One of the disadvantages of being a sovereign is that the simplest acts are looked upon as being of political significance. Victoria wished to meet the French King, to whom Prince Albert was distantly related, and she did not wish to talk politics. On her visit to France she was interested in seeing the King's barge and its many oarsmen in white, with red sashes; in the royal chapel, the first Roman Catholic church that she had ever entered; in the little picnic that the King ordered in the forest; in the picturesque white caps of the peasant women, their bright-colored aprons and kerchiefs; and she noted even the tone of the church bells, and said that it was much prettier than that of the bells in England. She enjoyed her visit heartily; but far away in Russia the keen-eyed Emperor Nicholas was watching her movements, and he was not quite pleased. "The government of Turkey will soon fall to pieces," he said to himself, "and if it does, France would like to secure a piece of that country. If England should help her, she might be able to do so, and this visit looks as if England and France were becoming too friendly." The result of the Czar's meditations was that word was sent to the Queen that he was on his way to visit her and might be looked for at once. Queen Victoria had expected him to come the following year, but he liked to make visits in this sudden fashion, and there was nothing to do but to prepare for him as best she could in forty-eight hours, for she had no longer time in which to make ready.
The Queen had not been especially anxious for the visit, she feared there would be "constraint and bustle;" but she soon found that quiet, simple ways of living were most pleasing to her guest, and she wrote to King Leopold, "He is very easy to get on with." His greatest interest was in military matters, and he was so much of a soldier that he said he felt without his uniform almost as if he had been skinned. He was taken to a review, of course, and this he thoroughly enjoyed. "Won't you allow me to ride down the line," he asked the Queen, "so I can see my old comrades?" Down the line he went, and was greeted everywhere with enthusiastic cheers. When the Duke of Wellington appeared, the crowd began to hurrah for him, for the man who had won the battle of Waterloo was the nation's idol. "Please don't, please don't," he said, riding along close to the crowd. "Don't cheer for me; cheer for the Emperor."
This military Emperor had his own ideas about what the bed of a soldier should be, even if the soldier was at the head of an empire, and before he took possession of his bedroom at Windsor Castle, he had his camp-bed set up, and sent to the stables for straw to stuff the leathern case that formed his mattress.
The Emperor was delighted with his visit, and when the Queen invited him to come again, he said rather sadly: "You do not know how difficult it is for us to do such things." Then he kissed the royal children and the hand of the Queen, and made his farewells. The Queen kissed him, as sovereigns are expected to do at the beginning and end of a state visit, and the reception of the mighty Czar was over. "By living in the same house together quietly and unrestrainedly, I not only see these great people but know them," said the Queen as simply as if she herself were not one of the "great people."

- [RECORDS SHOWN]:

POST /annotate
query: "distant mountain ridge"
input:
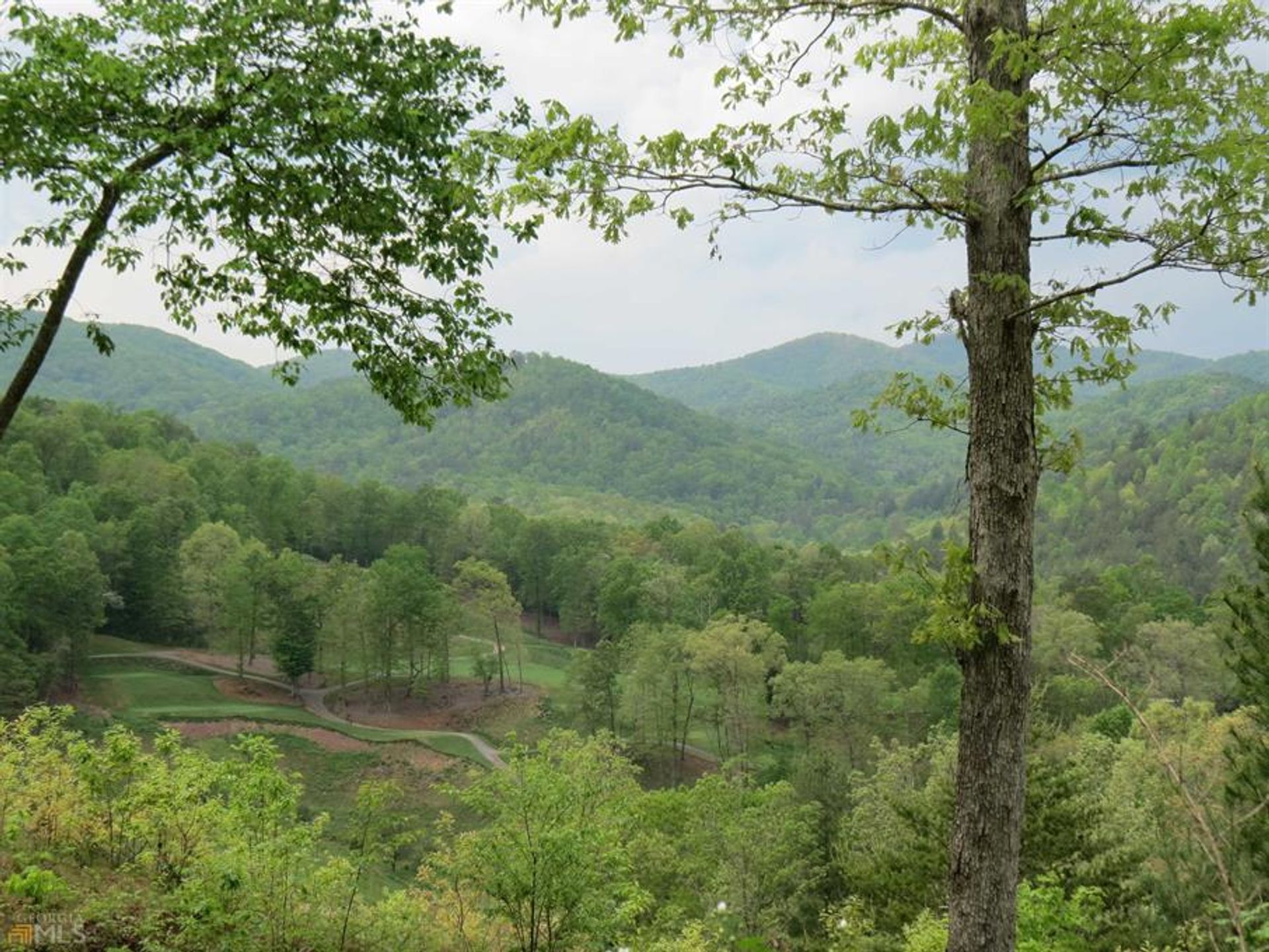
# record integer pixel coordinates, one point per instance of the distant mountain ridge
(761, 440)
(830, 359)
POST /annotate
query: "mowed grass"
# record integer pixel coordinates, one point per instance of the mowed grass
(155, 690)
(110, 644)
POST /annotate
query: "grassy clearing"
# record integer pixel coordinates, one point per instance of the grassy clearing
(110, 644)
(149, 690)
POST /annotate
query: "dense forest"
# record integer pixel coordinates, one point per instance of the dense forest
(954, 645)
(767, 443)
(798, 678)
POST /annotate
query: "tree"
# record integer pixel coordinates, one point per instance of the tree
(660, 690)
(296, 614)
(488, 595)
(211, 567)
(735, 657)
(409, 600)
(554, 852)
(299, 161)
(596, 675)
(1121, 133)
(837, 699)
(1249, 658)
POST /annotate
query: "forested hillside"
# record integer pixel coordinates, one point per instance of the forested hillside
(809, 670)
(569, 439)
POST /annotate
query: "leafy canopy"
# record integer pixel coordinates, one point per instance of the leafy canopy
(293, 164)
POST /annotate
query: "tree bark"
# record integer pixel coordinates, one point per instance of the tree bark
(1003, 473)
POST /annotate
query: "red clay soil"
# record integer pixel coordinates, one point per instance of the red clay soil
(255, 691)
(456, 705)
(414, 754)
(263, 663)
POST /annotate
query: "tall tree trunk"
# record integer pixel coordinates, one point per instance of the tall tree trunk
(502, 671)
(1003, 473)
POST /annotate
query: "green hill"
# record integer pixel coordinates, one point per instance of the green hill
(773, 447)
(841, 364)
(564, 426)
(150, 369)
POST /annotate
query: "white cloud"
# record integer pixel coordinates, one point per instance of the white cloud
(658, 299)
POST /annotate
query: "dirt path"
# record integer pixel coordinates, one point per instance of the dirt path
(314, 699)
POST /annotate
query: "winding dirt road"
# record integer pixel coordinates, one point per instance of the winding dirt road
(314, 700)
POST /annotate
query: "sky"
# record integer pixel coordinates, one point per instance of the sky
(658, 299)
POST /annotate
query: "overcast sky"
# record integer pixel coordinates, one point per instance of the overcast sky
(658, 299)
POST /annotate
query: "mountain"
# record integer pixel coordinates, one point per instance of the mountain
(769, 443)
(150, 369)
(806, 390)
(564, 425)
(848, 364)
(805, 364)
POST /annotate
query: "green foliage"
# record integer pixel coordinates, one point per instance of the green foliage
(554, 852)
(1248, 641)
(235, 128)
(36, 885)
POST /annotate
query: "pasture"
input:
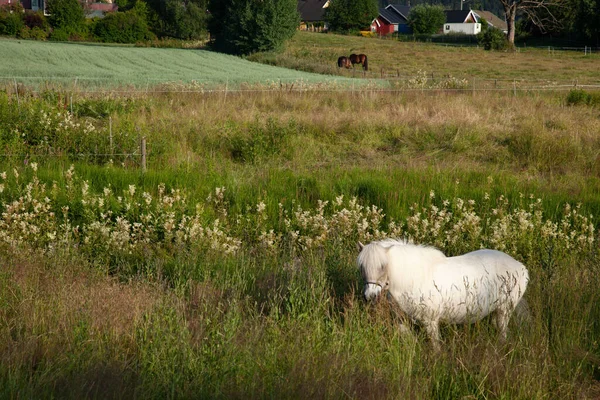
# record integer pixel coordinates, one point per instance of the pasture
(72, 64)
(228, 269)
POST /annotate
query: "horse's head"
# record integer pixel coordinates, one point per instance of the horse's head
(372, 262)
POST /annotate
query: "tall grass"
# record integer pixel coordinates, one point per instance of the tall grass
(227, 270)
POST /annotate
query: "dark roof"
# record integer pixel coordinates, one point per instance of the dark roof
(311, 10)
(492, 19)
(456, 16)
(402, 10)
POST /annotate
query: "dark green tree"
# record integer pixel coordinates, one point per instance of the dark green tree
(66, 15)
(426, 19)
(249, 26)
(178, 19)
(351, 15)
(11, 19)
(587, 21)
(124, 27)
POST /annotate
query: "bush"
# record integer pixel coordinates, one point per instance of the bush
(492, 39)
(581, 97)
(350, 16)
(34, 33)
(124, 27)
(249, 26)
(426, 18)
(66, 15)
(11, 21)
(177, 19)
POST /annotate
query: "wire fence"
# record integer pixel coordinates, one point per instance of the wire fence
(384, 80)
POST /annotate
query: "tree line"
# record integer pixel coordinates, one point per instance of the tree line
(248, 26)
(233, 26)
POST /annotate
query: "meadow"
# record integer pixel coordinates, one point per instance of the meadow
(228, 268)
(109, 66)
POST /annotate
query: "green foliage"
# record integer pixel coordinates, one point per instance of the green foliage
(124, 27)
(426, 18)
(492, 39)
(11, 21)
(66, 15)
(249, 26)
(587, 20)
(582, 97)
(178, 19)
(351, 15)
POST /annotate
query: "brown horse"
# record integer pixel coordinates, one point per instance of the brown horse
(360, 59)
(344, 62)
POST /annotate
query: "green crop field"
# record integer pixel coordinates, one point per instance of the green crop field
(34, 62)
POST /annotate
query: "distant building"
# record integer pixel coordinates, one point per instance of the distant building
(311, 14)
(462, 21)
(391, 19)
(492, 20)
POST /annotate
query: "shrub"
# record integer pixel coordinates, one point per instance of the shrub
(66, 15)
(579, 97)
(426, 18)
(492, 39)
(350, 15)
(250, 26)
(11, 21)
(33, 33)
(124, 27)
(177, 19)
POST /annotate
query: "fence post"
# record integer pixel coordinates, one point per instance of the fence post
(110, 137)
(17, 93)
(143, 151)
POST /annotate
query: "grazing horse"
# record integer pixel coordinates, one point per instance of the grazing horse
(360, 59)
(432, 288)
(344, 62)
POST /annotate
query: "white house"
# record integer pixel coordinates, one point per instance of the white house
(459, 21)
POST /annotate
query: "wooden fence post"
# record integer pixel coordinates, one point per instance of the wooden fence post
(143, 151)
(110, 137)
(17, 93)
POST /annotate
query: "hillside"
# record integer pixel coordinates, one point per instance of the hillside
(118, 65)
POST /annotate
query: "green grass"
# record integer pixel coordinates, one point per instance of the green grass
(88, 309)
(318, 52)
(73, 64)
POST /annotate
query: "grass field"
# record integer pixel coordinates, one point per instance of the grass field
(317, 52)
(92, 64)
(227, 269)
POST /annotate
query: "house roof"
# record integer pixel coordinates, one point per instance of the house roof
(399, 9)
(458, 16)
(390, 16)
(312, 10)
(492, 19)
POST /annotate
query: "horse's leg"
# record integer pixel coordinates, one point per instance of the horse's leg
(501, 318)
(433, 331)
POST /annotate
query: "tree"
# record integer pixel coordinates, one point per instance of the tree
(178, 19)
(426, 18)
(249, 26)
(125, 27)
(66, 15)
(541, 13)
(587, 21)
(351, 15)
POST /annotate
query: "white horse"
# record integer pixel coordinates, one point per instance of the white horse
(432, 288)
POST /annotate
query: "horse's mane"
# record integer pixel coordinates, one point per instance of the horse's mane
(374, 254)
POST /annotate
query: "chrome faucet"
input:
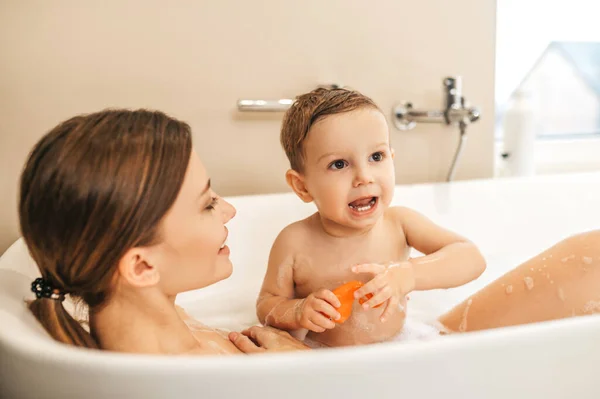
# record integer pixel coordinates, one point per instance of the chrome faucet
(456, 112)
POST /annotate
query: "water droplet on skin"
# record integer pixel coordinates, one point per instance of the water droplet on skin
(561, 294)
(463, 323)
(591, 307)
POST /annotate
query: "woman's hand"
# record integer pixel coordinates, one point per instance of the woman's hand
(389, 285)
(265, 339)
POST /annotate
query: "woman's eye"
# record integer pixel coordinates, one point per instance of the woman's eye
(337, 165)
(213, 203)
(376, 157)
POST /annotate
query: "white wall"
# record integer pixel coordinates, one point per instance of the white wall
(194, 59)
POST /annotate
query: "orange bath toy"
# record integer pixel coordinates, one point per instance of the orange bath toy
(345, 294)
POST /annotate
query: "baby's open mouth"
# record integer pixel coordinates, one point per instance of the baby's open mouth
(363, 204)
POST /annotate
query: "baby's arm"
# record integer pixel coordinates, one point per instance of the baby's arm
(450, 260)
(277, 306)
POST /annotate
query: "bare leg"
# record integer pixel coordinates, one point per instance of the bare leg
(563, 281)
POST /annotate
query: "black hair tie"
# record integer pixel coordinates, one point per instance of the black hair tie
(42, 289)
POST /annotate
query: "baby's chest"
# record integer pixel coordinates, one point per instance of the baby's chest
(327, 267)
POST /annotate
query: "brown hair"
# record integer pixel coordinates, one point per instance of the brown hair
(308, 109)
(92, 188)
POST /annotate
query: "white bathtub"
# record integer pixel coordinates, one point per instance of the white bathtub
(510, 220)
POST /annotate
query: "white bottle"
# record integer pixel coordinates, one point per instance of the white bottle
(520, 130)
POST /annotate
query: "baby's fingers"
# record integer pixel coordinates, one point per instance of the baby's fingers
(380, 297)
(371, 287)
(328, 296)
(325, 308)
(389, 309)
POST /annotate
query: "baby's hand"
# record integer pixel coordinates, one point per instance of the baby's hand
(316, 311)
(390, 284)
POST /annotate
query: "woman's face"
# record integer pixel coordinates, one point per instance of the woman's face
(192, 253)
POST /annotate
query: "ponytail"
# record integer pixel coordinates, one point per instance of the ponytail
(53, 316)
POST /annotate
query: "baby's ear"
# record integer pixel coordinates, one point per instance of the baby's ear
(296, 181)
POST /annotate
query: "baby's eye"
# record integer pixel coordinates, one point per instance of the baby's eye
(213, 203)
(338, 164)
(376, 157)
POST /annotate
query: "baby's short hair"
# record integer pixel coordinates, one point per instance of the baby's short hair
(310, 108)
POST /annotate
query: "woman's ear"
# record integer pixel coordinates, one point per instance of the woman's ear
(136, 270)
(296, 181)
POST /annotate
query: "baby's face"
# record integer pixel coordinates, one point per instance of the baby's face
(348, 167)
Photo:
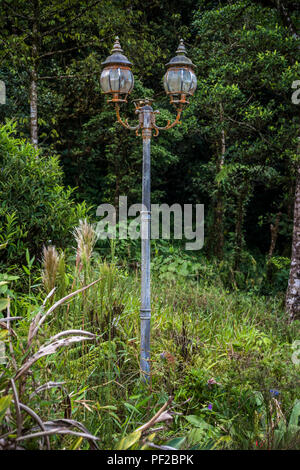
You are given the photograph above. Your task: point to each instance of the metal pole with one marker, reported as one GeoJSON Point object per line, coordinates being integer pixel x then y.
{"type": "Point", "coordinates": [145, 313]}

- [YOUR TASK]:
In the passage about the Czar's visit to Queen Victoria, what did the Emperor send to the stables for before taking his bedroom at Windsor Castle?

- [EXERCISE RESPONSE]:
Straw, to stuff the leathern case that formed his mattress.